Qual seria o motivo destes jovens estarem desanimados? Aparentemente possuem a vida que muitos almejam. Acredito que a cobrança acadêmica e profissional que estes tem tido para com eles próprios seja o motivo de estarem emocionalmente cansados. Ao ler a charge abaixa, lembrei-me de várias situações em que presenciei, nos bastidores, de jovens com falas semelhantes.
Isto me faz lembrar uma antiga lenda do Quênia (país do continente africano) que os animais reunidos junto ao rio Impumelelo queriam descobrir qual deles era o mais importante.
Era uma difícil escolha. Não podia se levar em conta somente os aspectos físicos, como a força, a beleza, a inteligência ou até mesmo a esperteza.
O que era para ser avaliado era qual o animal que por sua tarefa natural, fosse imprescindível para todos os outros, e dele dependesse o futuro de todos os animais.
Os animais mais formosos foram logo tomando à frente dos outros, para desfilarem diante do júri. Em seguida, foi à vez dos mais robustos seguidos pelos pequenos, escondidos pela aparente grandiosidade dos outros.
No quesito força, sem dúvida alguma, o leão, o búfalo, o rinoceronte, o hipopótamo e o elefante empatavam. Ao se falar em beleza, a águia era a rainha, a girafa elegante, a gazela formosa e a pantera bela.
Em inteligência, a abelha era a banbanban em Matemática, construindo com perfeição os seus favos, o João de Barro é considerado um verdadeiro engenheiro na construção de sua casa com argila e o papagaio? Este era até mesmo capaz de imitar a voz do homem!
O concurso pretende estabelecer dentre todos os animais aquele a quem a natureza confiou uma tarefa verdadeiramente incrível, importante para todo o reino animal, esclareceu um dos jurados.
O júri após pensar e analisar muito bem os candidatos deu seu veredicto.
A minhoca é a vencedora. Embora seja ela um dos mais desprezados membros do reino animal, sem nenhuma beleza aparente, é ela a responsável por cavar inúmeros túneis na terra, os quais levam o ar atmosférico e mineral até as raízes de todas as plantas, fazendo-as crescerem fortes e saudáveis.
Qual a relação desta história com os jovens em questão? Pois bem, a minhoca não tem ouvidos, olhos ou nariz, apenas a boca. Sua importância, porém, é infinitamente superior à força do leão, à beleza da águia ou à inteligência da abelha e imprescindível para a vivência futura dos animais.

**O que fazer:** Prossiga o trecho sobre os jovens desanimados e a lenda queniana a partir da última frase apresentada. O material que vem depois não tem ligação com o trecho sobre os jovens desanimados e a lenda queniana.

**Material fornecido:**
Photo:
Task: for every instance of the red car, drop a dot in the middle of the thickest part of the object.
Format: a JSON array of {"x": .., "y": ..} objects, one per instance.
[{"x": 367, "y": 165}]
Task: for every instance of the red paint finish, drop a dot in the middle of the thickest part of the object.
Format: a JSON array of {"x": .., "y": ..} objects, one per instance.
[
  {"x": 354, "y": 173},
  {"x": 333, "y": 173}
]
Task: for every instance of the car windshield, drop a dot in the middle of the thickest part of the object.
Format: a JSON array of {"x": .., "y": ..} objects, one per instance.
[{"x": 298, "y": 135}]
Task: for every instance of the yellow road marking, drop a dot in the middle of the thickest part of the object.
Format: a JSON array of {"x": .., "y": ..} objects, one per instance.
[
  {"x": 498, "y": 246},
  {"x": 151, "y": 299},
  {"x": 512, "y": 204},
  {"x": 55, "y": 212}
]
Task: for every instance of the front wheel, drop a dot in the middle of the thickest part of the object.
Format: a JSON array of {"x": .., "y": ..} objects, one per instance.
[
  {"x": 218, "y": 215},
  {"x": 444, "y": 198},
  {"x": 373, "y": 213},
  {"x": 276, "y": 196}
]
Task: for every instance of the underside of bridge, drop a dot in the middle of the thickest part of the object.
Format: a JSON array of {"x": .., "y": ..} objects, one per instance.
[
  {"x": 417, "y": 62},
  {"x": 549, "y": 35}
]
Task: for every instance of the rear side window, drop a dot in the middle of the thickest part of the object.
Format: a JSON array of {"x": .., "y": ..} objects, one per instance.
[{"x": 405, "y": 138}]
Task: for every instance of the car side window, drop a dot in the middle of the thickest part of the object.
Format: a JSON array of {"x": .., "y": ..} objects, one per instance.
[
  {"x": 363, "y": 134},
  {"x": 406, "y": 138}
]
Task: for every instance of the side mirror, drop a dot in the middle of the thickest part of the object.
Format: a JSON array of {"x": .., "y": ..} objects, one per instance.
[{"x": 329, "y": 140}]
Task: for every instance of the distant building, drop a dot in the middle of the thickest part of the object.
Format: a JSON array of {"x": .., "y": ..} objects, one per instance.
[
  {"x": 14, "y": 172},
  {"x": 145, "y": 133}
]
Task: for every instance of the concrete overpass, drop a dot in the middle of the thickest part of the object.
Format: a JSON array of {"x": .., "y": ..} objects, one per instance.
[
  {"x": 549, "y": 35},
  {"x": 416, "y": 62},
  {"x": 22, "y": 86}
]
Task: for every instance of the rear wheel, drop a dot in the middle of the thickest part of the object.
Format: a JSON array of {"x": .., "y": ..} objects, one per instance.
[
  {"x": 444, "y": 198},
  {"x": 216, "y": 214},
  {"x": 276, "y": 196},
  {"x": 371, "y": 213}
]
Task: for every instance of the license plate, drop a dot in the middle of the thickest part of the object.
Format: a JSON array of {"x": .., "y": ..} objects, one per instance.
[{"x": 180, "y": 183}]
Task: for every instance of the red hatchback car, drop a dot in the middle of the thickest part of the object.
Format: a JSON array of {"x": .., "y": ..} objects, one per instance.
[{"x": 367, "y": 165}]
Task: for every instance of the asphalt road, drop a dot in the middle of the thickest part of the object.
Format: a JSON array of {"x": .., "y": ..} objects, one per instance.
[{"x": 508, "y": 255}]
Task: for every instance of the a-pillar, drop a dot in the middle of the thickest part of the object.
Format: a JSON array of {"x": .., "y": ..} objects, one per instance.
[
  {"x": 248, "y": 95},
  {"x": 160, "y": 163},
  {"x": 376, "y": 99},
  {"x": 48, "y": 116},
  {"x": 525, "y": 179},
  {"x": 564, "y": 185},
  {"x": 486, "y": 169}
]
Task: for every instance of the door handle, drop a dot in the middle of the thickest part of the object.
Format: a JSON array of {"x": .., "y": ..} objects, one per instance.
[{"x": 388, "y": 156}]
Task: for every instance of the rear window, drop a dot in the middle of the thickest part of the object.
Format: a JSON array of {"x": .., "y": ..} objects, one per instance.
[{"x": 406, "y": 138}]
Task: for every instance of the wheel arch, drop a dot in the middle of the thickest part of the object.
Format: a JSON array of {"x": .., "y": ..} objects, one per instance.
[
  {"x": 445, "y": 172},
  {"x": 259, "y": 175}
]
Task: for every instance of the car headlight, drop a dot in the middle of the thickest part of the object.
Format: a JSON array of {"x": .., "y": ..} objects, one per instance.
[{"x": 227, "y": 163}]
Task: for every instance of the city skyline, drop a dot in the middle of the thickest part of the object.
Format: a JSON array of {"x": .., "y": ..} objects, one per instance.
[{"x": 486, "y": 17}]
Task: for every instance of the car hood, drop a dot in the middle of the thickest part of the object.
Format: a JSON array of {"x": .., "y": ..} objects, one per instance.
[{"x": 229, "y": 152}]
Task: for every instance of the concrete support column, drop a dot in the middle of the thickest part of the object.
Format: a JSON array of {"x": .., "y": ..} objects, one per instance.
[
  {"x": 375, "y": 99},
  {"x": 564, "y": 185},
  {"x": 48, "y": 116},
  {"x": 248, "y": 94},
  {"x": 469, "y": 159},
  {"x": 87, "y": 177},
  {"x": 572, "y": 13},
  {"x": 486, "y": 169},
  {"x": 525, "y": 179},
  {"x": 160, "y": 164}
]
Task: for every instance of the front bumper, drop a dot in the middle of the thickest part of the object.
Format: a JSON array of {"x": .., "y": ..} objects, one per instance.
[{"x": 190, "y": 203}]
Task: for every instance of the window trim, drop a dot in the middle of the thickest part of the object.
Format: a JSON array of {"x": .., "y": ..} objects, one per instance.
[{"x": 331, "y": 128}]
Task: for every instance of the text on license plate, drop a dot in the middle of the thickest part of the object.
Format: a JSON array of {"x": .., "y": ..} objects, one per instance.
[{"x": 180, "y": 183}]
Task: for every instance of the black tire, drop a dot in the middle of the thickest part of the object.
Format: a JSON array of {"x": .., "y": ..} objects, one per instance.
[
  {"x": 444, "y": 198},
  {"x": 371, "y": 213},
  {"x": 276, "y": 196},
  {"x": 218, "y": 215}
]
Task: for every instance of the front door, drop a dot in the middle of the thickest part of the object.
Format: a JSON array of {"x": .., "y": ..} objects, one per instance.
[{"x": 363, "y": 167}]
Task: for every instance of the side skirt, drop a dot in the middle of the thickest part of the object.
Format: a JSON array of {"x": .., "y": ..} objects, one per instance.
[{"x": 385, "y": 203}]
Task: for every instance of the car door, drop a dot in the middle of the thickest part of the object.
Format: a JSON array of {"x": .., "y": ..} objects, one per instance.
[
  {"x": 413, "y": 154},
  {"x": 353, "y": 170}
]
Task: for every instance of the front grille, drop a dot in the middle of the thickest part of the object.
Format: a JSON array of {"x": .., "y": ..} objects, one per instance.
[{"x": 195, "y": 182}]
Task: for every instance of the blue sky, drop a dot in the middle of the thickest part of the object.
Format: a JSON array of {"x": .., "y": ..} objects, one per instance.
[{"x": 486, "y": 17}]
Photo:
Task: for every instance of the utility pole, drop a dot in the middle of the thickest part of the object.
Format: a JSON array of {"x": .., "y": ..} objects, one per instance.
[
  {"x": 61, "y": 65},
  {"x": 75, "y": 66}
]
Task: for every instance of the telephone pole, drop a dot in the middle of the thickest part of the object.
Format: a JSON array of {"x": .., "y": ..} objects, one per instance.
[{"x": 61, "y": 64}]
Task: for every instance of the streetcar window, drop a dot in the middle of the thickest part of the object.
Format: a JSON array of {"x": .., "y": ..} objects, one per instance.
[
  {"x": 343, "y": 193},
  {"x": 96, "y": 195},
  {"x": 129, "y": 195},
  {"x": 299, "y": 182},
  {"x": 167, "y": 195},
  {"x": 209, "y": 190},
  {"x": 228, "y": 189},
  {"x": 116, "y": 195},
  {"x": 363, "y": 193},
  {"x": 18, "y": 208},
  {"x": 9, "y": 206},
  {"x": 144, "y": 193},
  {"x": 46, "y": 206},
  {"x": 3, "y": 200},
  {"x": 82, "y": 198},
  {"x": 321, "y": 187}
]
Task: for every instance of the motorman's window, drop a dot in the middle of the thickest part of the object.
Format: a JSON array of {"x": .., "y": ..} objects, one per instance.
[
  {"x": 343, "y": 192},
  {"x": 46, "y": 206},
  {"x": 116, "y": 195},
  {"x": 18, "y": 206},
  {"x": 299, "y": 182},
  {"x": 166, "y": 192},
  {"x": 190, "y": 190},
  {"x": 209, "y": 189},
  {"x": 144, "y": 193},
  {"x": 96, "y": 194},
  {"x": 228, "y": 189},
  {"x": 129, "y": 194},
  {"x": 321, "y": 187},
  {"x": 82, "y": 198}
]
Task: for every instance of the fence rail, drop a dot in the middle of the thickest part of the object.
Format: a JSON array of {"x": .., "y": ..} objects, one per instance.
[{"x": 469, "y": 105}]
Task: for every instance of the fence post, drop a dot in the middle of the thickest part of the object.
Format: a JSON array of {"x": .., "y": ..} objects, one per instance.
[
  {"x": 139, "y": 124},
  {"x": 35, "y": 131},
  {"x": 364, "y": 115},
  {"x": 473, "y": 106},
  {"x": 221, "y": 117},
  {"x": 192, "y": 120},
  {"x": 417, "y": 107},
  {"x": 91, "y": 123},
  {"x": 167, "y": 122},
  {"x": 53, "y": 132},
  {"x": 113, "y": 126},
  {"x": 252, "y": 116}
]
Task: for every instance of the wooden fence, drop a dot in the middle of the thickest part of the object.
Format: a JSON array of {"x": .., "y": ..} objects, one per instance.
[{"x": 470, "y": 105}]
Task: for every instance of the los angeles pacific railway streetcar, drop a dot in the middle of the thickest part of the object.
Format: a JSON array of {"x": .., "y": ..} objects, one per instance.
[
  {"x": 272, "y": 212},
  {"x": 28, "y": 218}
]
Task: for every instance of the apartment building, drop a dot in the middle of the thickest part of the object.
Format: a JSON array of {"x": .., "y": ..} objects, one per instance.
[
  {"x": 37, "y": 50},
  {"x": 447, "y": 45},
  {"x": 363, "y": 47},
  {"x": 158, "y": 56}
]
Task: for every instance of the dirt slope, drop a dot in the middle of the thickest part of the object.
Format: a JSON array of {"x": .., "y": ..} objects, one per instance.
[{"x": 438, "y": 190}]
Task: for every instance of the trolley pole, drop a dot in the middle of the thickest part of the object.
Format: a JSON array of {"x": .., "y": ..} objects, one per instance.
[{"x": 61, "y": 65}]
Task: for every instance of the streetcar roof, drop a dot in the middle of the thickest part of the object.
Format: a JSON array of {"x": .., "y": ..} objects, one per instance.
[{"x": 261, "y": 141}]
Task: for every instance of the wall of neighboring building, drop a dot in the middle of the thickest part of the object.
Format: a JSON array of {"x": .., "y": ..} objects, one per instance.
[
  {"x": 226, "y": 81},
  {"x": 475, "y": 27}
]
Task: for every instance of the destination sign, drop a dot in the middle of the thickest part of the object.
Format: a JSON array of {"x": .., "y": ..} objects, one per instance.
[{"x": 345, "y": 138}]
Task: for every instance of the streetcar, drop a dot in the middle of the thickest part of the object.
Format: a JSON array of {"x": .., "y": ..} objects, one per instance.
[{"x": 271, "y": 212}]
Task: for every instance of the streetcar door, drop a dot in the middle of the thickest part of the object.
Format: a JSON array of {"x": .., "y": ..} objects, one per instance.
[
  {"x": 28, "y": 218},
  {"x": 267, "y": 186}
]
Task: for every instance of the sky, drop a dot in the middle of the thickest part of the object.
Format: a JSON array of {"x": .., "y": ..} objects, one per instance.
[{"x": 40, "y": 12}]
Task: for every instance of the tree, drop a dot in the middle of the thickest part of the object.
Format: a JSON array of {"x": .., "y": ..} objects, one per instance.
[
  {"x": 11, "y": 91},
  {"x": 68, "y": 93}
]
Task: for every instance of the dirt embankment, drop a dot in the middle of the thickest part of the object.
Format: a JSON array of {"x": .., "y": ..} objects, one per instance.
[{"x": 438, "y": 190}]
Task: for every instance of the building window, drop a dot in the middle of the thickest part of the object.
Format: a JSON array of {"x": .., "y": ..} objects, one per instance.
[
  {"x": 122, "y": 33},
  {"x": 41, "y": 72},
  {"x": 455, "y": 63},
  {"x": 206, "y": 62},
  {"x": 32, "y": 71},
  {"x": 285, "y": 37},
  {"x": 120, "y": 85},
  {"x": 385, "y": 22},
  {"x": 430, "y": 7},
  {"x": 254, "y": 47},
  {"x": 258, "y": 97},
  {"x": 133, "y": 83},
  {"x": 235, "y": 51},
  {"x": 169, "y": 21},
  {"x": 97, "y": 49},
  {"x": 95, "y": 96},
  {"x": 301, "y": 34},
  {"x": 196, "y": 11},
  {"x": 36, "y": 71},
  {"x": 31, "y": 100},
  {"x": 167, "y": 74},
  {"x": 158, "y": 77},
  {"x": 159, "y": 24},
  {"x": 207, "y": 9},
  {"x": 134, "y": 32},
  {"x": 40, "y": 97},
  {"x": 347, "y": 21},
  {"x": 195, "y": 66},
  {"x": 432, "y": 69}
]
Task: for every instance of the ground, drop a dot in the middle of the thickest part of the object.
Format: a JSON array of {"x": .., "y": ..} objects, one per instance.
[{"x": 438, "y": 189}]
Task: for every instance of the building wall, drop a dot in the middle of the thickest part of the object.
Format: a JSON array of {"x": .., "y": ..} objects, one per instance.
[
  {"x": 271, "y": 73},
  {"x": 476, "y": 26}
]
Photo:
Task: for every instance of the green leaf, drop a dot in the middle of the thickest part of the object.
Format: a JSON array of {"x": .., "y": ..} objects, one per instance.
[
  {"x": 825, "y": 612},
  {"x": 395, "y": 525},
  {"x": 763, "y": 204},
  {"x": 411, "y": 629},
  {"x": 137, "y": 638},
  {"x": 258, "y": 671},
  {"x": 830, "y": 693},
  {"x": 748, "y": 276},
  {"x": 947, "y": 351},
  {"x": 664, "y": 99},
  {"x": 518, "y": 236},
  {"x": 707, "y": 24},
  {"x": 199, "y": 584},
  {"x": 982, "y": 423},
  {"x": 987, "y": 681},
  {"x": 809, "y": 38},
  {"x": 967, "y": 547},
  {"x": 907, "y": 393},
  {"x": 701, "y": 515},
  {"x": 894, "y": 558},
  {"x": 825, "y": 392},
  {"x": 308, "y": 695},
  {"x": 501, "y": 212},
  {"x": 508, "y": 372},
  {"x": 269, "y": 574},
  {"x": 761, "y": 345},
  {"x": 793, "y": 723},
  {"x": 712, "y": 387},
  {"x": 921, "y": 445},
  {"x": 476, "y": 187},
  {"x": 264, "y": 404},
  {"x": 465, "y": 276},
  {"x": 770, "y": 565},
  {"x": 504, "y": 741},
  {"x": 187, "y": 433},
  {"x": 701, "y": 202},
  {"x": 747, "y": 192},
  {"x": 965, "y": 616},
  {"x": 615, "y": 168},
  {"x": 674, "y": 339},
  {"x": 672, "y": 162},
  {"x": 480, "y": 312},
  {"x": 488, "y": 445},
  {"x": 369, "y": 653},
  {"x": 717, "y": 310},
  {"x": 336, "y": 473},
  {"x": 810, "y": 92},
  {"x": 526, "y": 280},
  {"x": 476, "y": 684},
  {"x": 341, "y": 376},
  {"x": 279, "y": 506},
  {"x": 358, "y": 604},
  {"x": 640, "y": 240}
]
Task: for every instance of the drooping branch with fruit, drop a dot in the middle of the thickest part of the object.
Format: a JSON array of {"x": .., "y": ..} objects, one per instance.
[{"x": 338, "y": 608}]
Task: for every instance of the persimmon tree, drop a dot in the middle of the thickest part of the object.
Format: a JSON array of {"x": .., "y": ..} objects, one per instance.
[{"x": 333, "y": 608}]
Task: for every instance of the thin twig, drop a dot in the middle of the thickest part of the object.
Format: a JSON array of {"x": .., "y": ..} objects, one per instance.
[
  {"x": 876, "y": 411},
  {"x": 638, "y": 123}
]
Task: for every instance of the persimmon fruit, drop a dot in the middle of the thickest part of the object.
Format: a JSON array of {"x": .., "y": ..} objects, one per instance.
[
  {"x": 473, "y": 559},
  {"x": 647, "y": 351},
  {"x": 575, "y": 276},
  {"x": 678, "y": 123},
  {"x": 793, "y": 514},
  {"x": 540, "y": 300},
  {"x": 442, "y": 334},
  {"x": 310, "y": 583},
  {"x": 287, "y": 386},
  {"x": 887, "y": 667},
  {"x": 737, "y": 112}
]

**Espaço para resposta:**
Assim é o jovem profissional de hoje, um ser humano que molda o futuro, mas que vivencia talvez a mais importante fase de sua vida, tendo em vista eventos significativos encontrados nesse período, tais como a descoberta de um mundo social e profissional diferentes à época pré-faculdade.
Um momento em que se começa a celebrar os primeiros sucessos profissionais, os primeiros artigos publicados, as primeiras palestras contratadas, os primeiros negócios fechados, a primeira especialização com um cargo significativo na empresa em que entrou (ou não) como estagiário, o primeiro noivado e tantos outros.
É uma fase maravilhosa, porém, um momento de despedida, pelo qual, com o passar do tempo vai substituído atitudes inerentes ao comportamento juvenil para assumir novas posturas. E está aí o problema! A cobrança acadêmica e profissional acaba sendo tão forte que estes jovens buscam qualidade profissional a todo tempo e a todo instante (como na charge) que parece ser algo natural a estes, como algo que faz parte, assim como o papel da minhoca na natureza. Mas se fosse você, votaria na minhoca?
Acredito que não, pois não é tão óbvio imaginarmos a importância que a minhoca tem na natureza, assim como não é natural e nem óbvio que nossos jovens tenham que vivem em constante busca de aprimoramento profissional.
Estes jovens estão começando a perceber que estão perdendo a referência para a vida futura, transformando objetivos que antes era de longo prazo para curto prazo. Quantos jovens existem hoje com 30 anos já doutorados, com inúmeros livros publicados e uma carreira profissional estonteante, mas, e a vida amorosa, afetiva, social, familiar e até mesmo religiosa? Será que este desânimo, cansaço e sono não podem ser sintomas da excessiva cobrança da sociedade atual?